Will you reproduce every entry below verbatim, leaving the pictures out of your answer?

◆ Records to process ◆
· · ·

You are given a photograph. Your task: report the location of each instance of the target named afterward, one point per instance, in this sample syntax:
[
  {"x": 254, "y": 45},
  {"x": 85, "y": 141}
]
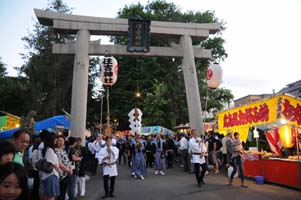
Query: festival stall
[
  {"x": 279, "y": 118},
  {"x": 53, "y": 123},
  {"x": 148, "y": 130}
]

· · ·

◆ Response below ◆
You are given a photograph. Your task: report the location of each instance of the target named afterward, one point per instance, in this sample syntax:
[
  {"x": 254, "y": 45},
  {"x": 85, "y": 141}
]
Query: festival stall
[
  {"x": 279, "y": 118},
  {"x": 53, "y": 123},
  {"x": 148, "y": 130}
]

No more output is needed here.